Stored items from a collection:
--- Start ---

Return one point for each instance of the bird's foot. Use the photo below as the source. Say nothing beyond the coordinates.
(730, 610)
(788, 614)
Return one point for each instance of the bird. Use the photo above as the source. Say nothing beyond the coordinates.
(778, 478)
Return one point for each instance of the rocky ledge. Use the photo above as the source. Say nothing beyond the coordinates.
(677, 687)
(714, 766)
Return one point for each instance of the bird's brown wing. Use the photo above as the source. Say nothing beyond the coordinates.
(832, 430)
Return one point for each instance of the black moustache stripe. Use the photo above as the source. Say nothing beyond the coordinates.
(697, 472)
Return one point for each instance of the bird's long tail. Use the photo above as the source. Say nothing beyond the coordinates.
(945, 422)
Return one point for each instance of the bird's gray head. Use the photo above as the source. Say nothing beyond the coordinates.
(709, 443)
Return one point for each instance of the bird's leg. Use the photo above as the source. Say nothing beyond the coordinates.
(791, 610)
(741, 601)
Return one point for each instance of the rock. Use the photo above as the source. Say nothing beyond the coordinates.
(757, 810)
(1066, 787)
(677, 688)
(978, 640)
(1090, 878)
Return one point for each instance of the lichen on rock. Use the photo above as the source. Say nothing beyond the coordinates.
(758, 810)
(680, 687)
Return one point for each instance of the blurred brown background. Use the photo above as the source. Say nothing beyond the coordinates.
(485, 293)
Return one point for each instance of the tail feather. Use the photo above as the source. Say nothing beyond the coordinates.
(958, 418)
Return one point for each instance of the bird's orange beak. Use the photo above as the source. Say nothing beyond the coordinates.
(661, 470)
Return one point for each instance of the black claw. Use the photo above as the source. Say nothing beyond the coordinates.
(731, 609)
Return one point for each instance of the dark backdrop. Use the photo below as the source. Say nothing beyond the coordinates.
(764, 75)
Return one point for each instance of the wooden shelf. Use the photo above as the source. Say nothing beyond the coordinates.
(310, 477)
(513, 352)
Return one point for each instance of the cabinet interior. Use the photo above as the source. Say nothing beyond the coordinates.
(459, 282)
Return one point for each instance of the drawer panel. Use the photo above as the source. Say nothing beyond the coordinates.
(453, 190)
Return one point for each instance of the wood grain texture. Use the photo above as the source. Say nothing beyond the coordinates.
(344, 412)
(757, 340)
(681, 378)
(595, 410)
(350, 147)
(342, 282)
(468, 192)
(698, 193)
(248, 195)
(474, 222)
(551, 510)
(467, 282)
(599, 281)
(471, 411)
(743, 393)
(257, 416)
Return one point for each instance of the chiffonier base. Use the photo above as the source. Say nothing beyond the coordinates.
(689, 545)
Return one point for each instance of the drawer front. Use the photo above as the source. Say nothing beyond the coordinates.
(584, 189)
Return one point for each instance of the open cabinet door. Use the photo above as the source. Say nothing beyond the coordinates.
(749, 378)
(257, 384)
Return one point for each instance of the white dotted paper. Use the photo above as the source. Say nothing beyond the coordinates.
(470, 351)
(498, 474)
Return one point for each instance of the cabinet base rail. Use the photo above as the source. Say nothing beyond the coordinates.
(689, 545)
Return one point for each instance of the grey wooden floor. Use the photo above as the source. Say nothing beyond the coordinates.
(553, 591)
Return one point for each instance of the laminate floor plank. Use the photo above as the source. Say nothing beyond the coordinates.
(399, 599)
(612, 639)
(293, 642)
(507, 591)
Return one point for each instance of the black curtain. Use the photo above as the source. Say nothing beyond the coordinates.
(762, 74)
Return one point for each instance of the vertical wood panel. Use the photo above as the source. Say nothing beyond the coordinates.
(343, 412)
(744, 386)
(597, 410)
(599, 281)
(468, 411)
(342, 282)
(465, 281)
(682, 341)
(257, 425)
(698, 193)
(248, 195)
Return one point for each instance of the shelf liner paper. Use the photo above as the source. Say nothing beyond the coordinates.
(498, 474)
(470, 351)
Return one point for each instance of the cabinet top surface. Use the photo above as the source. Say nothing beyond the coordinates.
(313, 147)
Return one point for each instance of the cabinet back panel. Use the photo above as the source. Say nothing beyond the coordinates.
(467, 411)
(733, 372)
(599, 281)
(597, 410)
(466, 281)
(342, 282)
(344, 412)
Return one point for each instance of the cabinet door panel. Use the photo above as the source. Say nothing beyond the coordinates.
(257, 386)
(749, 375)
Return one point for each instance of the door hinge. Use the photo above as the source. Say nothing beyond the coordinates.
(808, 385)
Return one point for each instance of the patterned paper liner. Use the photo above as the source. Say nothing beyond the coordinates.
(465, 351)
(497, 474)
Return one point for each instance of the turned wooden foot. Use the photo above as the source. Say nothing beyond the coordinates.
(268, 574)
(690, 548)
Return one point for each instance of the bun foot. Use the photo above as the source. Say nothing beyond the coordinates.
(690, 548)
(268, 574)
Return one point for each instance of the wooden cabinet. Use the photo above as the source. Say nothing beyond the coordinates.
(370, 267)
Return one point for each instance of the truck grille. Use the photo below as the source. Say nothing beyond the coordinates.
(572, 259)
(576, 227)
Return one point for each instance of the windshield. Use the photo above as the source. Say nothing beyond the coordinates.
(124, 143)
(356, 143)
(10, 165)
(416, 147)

--- End ---

What to produce
Reproduce the lines without any change, starting at the line that contains "Return one point for each instance of the door" and ending with the final line, both included.

Exercise solution
Return one point for each instance of the door hinge. Use the photo above as the source. Say nothing beyond the coordinates.
(808, 385)
Return one point for each instance of the patterned paper liner. Use the photo above as the source. Say nothing beyond the coordinates.
(465, 351)
(497, 474)
Return one point for each instance of the turned wooden foot. Use the photo above as the source. Say nothing beyond the coordinates.
(268, 574)
(690, 548)
Return one point for each instance of the bun foot. Use the photo above as the source. Say nothing beyond the coordinates.
(690, 548)
(268, 574)
Return one point for each instance of the wooden cabinet. Use the photo above as the source. Say nothing beyond the coordinates.
(370, 267)
Return one point for each instance of the truck grille. Use the photo below as the source. Say nothing beyond the coordinates.
(572, 259)
(576, 227)
Return one point for each instance of the windshield. Use the photo above as the source. Say nothing beyond the coordinates.
(124, 143)
(356, 143)
(10, 165)
(416, 147)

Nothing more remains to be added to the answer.